Aim of the exercise:
Please repeat every record exactly, leaving out any pictures.

Records for the task:
++++

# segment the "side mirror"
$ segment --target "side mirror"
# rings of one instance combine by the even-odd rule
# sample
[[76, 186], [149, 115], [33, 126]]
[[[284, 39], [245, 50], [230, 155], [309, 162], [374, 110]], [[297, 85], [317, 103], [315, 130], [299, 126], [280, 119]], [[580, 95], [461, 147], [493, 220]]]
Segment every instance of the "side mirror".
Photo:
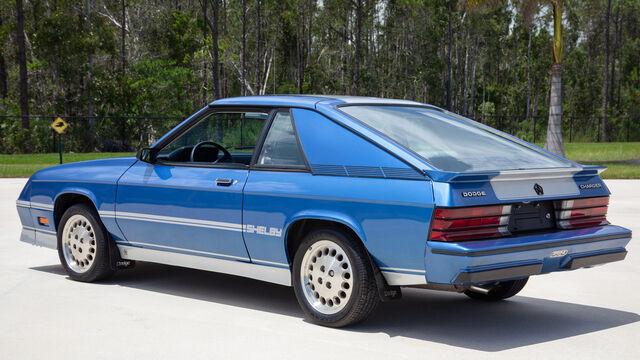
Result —
[[136, 158], [140, 161], [153, 164], [156, 162], [156, 152], [152, 148], [142, 148], [138, 150], [138, 153], [136, 154]]

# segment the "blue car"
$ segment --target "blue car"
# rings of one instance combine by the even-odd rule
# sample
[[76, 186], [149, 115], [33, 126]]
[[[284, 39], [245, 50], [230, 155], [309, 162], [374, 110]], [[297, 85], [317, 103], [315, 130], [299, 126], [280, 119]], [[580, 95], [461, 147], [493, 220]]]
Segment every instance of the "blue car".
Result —
[[305, 314], [362, 321], [402, 287], [497, 301], [529, 276], [622, 260], [599, 173], [413, 101], [214, 101], [133, 158], [34, 174], [21, 240], [69, 277], [135, 261], [292, 286]]

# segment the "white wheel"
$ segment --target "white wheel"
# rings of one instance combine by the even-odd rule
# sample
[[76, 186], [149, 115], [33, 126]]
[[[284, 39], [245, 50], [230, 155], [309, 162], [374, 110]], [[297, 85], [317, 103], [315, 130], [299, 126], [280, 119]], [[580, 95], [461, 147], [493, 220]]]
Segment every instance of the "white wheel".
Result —
[[336, 229], [317, 229], [298, 247], [293, 289], [315, 323], [331, 327], [366, 319], [380, 302], [369, 256], [359, 239]]
[[311, 245], [302, 258], [300, 282], [307, 302], [322, 314], [342, 310], [353, 289], [351, 262], [344, 250], [330, 240]]
[[73, 215], [62, 230], [62, 254], [67, 266], [84, 273], [91, 268], [96, 256], [96, 235], [89, 219]]
[[58, 226], [58, 256], [69, 277], [91, 282], [113, 274], [109, 241], [92, 206], [76, 204], [68, 208]]

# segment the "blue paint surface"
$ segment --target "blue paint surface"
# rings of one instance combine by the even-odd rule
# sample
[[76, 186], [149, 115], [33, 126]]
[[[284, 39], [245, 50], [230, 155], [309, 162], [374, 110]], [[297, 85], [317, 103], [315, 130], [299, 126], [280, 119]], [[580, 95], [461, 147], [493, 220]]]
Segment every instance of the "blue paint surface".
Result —
[[[628, 243], [630, 231], [614, 225], [497, 240], [428, 241], [436, 206], [566, 197], [500, 199], [494, 188], [499, 185], [492, 180], [502, 176], [501, 172], [438, 170], [340, 111], [340, 106], [357, 102], [394, 103], [384, 99], [295, 95], [215, 101], [158, 143], [182, 131], [210, 108], [291, 108], [310, 167], [301, 171], [251, 166], [170, 166], [135, 158], [65, 164], [31, 177], [18, 199], [22, 204], [18, 206], [20, 220], [26, 228], [56, 231], [54, 209], [58, 200], [76, 194], [95, 206], [107, 231], [120, 244], [282, 268], [289, 268], [292, 262], [293, 254], [287, 252], [287, 236], [296, 222], [332, 221], [351, 229], [375, 263], [386, 271], [425, 272], [429, 282], [444, 284], [453, 283], [460, 272], [517, 265], [543, 264], [544, 273], [560, 271], [572, 257], [618, 251]], [[575, 171], [566, 179], [579, 189], [574, 197], [609, 194], [597, 168], [574, 164], [572, 169]], [[220, 187], [216, 185], [217, 178], [232, 179], [233, 183]], [[462, 197], [465, 191], [483, 191], [486, 195]], [[49, 220], [49, 227], [38, 224], [40, 216]], [[617, 238], [554, 246], [557, 242], [601, 236]], [[489, 256], [434, 253], [434, 250], [465, 253], [540, 244], [546, 247]], [[568, 254], [550, 258], [554, 249], [568, 250]]]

++++

Answer area:
# segment the "side mirror"
$ segment --target "side mirror"
# rings of one instance combine by the even-odd rule
# sample
[[76, 186], [149, 115], [33, 126]]
[[[284, 39], [245, 50], [230, 155], [309, 162], [374, 110]], [[297, 85], [317, 103], [315, 130], [299, 126], [280, 119]], [[580, 95], [461, 147], [493, 220]]]
Segment every instance of the "side mirror".
Photo:
Result —
[[136, 158], [140, 161], [153, 164], [156, 162], [156, 152], [152, 148], [142, 148], [138, 150], [138, 153], [136, 154]]

# segment the "blue car"
$ segment --target "blue car"
# rings of one instance combine by the even-odd rule
# sample
[[76, 186], [149, 115], [33, 126]]
[[[284, 39], [245, 50], [230, 155], [309, 162], [374, 110]], [[297, 85], [317, 103], [315, 130], [299, 126], [280, 119]], [[580, 95], [461, 147], [493, 220]]]
Segment every instance of the "blue car".
Result —
[[305, 314], [362, 321], [402, 287], [497, 301], [529, 276], [622, 260], [599, 173], [413, 101], [214, 101], [133, 158], [34, 174], [21, 240], [69, 277], [135, 261], [292, 286]]

# segment the "white wheel"
$ segment --target "white wheel"
# rings of one instance combine by the even-odd rule
# sample
[[76, 186], [149, 115], [33, 126]]
[[[284, 39], [245, 50], [230, 155], [309, 162], [374, 110]], [[297, 85], [317, 103], [315, 130], [299, 126], [280, 119]], [[580, 95], [461, 147], [493, 220]]]
Segment every instance of the "white wheel".
Result —
[[336, 229], [317, 229], [298, 247], [293, 289], [315, 323], [331, 327], [366, 319], [380, 302], [369, 256], [359, 239]]
[[311, 245], [302, 258], [300, 282], [307, 302], [322, 314], [342, 310], [353, 289], [351, 262], [344, 250], [330, 240]]
[[73, 215], [62, 230], [62, 254], [67, 266], [84, 273], [91, 268], [96, 256], [96, 235], [89, 219]]
[[58, 226], [58, 256], [69, 277], [91, 282], [113, 274], [109, 241], [92, 206], [76, 204], [68, 208]]

# segment the "blue paint surface"
$ segment --target "blue paint surface"
# rings of one instance combine by the even-odd rule
# sample
[[76, 186], [149, 115], [33, 126]]
[[[284, 39], [245, 50], [230, 155], [309, 162], [374, 110]], [[297, 85], [317, 103], [315, 130], [299, 126], [280, 119]], [[580, 95], [461, 147], [493, 220]]]
Segment every instance of the "blue paint surface".
Result —
[[[628, 243], [630, 231], [614, 225], [497, 240], [428, 241], [436, 206], [566, 197], [500, 199], [494, 188], [499, 185], [492, 180], [502, 176], [501, 172], [438, 170], [340, 111], [340, 106], [357, 102], [394, 103], [384, 99], [295, 95], [215, 101], [158, 143], [182, 131], [210, 108], [291, 108], [310, 167], [301, 171], [251, 166], [170, 166], [135, 158], [65, 164], [31, 177], [18, 199], [22, 204], [18, 206], [20, 220], [26, 228], [56, 231], [54, 209], [58, 200], [76, 194], [95, 206], [107, 231], [120, 244], [282, 268], [289, 268], [292, 262], [293, 254], [287, 252], [287, 236], [296, 222], [332, 221], [351, 229], [375, 263], [386, 271], [425, 272], [429, 282], [444, 284], [453, 283], [460, 272], [517, 265], [543, 264], [544, 273], [560, 271], [572, 257], [618, 251]], [[575, 171], [566, 179], [579, 189], [574, 197], [609, 194], [597, 168], [574, 164], [572, 169]], [[220, 187], [216, 185], [217, 178], [232, 179], [233, 183]], [[462, 197], [465, 191], [483, 191], [486, 195]], [[49, 220], [49, 227], [38, 224], [40, 216]], [[617, 238], [554, 246], [557, 242], [601, 236]], [[489, 256], [434, 253], [434, 250], [465, 253], [540, 244], [546, 247]], [[568, 254], [550, 258], [554, 249], [568, 250]]]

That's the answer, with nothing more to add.